*Given passage*.
## BEGIN
According to Ron Basford, then justice minister, this provision was necessary in 1977 because of the government's commitment not to review the Indian Act while—and he did say while—consultations with the National Indian Brotherhood and other organizations were still underway.
This provision was controversial from the moment it was introduced. It was thought to be particularly prejudicial to first nations women who were already deprived of status under the existing Indian Act that was considered discriminatory.
During consideration of that bill, which was known as Bill C-25 and which was to become the new law, several witnesses were called upon to appear before the Standing Committee on Justice and Legal Affairs. They said that this exception was unfair and reprehensible, that it was an insult and that it showed the worst kind of indifference about human rights.
The minister even considered section 67 as a temporary necessity, suggesting that Parliament would not be in favour of maintaining this exception indefinitely or very long.
He misjudged the parliamentarians who came after 1977 and even 1985. Would we be wrong to think that the various governments prior to 1985 were more democratic than today's governments, especially having known the Liberal majority governments, the Liberal minority government in 2004 and the Conservative minority government that has been in power since 2006 and defies majority decisions of Parliament?
It may be that, after 13 consecutive years in power, the Liberals lost touch with reality and thought they were invincible. That is what usually happens when a party governs with ignorance and indifference. The Liberals likely realized that when the voters punished them.
## END
*Rows*.
## BEGIN
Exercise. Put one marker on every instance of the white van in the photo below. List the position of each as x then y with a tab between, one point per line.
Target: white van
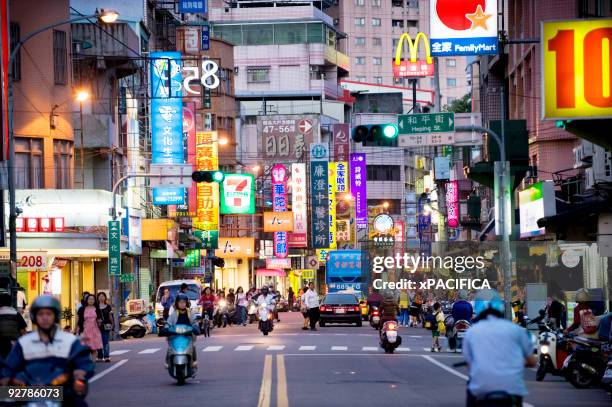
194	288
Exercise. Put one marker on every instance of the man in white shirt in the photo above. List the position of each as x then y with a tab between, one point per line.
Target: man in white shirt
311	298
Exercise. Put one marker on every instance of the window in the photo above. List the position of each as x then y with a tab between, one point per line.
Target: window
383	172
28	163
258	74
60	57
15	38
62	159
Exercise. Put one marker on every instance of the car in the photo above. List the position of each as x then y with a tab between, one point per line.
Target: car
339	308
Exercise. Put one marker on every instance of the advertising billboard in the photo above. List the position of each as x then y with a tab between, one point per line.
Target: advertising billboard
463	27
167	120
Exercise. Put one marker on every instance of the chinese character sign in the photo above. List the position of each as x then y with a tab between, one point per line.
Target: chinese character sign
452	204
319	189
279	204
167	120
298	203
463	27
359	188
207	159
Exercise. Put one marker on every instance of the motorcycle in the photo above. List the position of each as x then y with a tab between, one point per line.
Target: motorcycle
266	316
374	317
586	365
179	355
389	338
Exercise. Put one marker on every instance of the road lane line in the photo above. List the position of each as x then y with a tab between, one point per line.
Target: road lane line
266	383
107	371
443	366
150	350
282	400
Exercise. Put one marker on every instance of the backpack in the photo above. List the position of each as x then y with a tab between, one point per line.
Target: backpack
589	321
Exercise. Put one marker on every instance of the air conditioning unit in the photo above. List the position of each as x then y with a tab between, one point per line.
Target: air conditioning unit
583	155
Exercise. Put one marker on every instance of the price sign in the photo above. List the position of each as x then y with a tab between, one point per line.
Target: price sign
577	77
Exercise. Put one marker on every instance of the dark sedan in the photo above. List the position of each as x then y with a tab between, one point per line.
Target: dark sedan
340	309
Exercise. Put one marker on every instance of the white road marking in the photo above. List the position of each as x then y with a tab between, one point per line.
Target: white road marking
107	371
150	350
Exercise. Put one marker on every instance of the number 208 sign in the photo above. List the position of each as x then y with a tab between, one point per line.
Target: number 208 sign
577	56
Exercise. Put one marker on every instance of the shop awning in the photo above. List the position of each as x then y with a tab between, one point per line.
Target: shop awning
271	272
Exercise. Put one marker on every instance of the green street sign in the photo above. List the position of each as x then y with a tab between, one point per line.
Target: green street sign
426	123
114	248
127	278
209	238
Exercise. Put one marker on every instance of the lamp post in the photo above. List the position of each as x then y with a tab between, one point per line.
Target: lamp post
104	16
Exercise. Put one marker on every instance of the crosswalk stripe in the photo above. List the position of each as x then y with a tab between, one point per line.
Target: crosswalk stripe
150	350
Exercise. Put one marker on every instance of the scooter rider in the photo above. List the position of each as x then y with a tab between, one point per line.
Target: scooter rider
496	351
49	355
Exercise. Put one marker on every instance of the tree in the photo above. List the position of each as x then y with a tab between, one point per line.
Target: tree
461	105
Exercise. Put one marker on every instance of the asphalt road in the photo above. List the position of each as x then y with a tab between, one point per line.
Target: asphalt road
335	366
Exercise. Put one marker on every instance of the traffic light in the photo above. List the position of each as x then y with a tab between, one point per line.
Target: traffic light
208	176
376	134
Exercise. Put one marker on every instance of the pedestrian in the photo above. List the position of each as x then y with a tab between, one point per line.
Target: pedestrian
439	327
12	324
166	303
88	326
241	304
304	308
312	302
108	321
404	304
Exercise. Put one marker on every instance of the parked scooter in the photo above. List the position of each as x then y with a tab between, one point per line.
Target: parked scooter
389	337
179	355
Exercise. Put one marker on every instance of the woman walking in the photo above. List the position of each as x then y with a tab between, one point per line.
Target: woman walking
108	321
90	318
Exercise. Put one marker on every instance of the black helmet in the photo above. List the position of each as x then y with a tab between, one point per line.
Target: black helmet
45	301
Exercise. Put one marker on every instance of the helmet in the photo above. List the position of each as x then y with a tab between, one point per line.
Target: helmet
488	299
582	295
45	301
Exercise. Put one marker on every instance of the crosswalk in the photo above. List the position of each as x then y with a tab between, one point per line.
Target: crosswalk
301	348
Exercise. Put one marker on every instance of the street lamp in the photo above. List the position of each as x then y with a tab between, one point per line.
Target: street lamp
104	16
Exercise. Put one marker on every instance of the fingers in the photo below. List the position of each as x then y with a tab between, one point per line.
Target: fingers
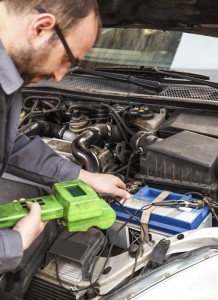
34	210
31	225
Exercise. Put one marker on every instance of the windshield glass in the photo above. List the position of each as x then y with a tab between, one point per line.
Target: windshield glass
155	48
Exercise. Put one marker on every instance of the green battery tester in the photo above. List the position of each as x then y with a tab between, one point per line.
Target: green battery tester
## END
*Tasks*.
1/ In the excerpt on section 67, which committee heard witnesses during consideration of Bill C-25?
2/ Write out the stretch of the excerpt on section 67 from "According to Ron" through "about human rights.".
3/ Continue the excerpt on section 67 from where it stops.

*Task answers*.
1/ The Standing Committee on Justice and Legal Affairs.

2/
According to Ron Basford, then justice minister, this provision was necessary in 1977 because of the government's commitment not to review the Indian Act while—and he did say while—consultations with the National Indian Brotherhood and other organizations were still underway.
This provision was controversial from the moment it was introduced. It was thought to be particularly prejudicial to first nations women who were already deprived of status under the existing Indian Act that was considered discriminatory.
During consideration of that bill, which was known as Bill C-25 and which was to become the new law, several witnesses were called upon to appear before the Standing Committee on Justice and Legal Affairs. They said that this exception was unfair and reprehensible, that it was an insult and that it showed the worst kind of indifference about human rights.

3/
As for the current minority government, it is disturbing to see this inexperienced government, with limited skills and members from Quebec who represent their constituents' interests neither bravely nor ethically. To see this government defy the will of Parliament, the will of the people of Quebec and Canada, with even more arrogance than the previous government raises concerns about democracy.
I believe that the Assembly of First Nations and the Native Women's Association of Canada were right to come out in favour of repealing section 67 of the Canadian Human Rights Act, provided that the government honoured the commitment made on May 31, 2005, following the promises the Prime Minister made on April 19, 2004, to hold discussions with the first nations in order to develop federal policies pertaining to them.
Do I have to repeat what the Prime Minister said at the Canada-aboriginal peoples round table on April 19, 2004 to remind this House that this bill, in both form and substance, runs counter to existing agreements and would lead to further disagreement?
Reaction from the people most directly concerned was not long in coming, and on the very day this bill was introduced, the Assembly of First Nations and the Native Women's Association of Canada issued a press release reiterating the conditions for recognition of any bill concerning them, even though they were very anxious to see this section disappear after 30 years of lobbying.
Knowing the astronomical costs of negotiating with aboriginal peoples and the differing interpretations of existing legislation, as well as the government's promises regarding the procedure for enacting new legislation or entering into new agreements that concern aboriginal peoples and have a specific impact on them, it is obvious that the government acted without due regard to the unique legal context and development of associated capacity for first nations relating to the Canadian Human Rights Act both in tabling this bill and following its introduction.
Understandably, it is difficult to believe in the good faith of this government, which has also opposed the United Nations Declaration on the Rights of Indigenous Peoples and killed the Kelowna accord.
Like me, many of my colleagues represent aboriginal and Inuit constituents and, contrary to the members and ministers from Quebec in this government, they do not feel the need to double cross them to win over their less interested colleagues or their leader, who does not seem to be interested at all.
My colleagues and I will maintain our unwavering commitment to our constituents as well as our solidarity with other peoples like ours, which yearn for self-sufficiency, their most fundamental rights and loyalty from their elected representatives.
Naturally, we will consider the current approach so that we can define our position with respect to it. Should we ever decide to support it, we will do so only to be able to study it in committee, make amendments and hear evidence from first nations peoples.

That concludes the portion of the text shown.